◆ **TASK REQUIREMENTS**
The required result is the exact run of lines beginning at the one containing "large chocolate egg." and ending at the last line of the entries.

╭─ EXTRACTED ENTRIES

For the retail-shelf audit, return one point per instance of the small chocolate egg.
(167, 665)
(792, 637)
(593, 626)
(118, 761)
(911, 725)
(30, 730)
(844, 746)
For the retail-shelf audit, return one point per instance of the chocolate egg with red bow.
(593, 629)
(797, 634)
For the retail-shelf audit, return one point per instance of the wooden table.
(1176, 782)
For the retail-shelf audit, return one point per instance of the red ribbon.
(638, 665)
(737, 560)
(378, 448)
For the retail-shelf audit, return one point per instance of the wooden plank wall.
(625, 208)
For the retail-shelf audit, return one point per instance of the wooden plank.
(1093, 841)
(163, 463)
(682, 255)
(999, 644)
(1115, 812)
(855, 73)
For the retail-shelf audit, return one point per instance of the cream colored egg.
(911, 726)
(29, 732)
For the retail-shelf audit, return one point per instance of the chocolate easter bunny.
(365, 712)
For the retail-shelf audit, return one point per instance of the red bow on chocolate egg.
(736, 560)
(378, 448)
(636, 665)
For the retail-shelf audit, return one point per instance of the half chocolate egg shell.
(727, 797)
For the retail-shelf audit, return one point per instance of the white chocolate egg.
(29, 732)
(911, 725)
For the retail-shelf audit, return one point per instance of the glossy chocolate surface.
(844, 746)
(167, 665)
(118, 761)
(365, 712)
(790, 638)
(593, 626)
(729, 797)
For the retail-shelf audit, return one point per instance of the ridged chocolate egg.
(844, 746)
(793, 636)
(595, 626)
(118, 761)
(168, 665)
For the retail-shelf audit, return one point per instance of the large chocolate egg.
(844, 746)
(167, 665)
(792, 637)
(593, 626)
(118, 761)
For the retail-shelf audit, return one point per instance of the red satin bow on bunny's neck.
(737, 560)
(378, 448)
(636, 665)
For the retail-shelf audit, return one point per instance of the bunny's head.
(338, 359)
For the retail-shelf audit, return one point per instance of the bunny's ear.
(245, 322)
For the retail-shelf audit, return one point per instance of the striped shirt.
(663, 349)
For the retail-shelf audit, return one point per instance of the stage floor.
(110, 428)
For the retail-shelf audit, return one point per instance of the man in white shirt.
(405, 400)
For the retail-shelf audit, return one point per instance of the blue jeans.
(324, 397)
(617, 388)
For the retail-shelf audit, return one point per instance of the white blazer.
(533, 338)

╰─

◆ **EXERCISE RESPONSE**
For the retail-shelf audit, return one point per instance of the large chocolate egg.
(844, 746)
(167, 665)
(792, 637)
(593, 626)
(118, 761)
For the retail-shelf audit, return one point per instance of the red satin bow on bunny's neck.
(737, 560)
(378, 448)
(636, 665)
For the retail-shelf audit, return one point per instance of the bunny's head.
(338, 359)
For the retail-shelf audit, return one point per instance of the bunny's ear.
(245, 322)
For the retail-shelf audit, return one point per instance of the striped shirt.
(663, 349)
For the retail-shelf audit, return one point per instance of the stage floor.
(110, 428)
For the retail-shelf audit, return one point per instance of the man in white shirt.
(405, 400)
For the retail-shelf audit, return one point per instance of the blue jeans.
(324, 397)
(617, 388)
For the retail-shelf audit, return one point per instance of the white blazer.
(533, 338)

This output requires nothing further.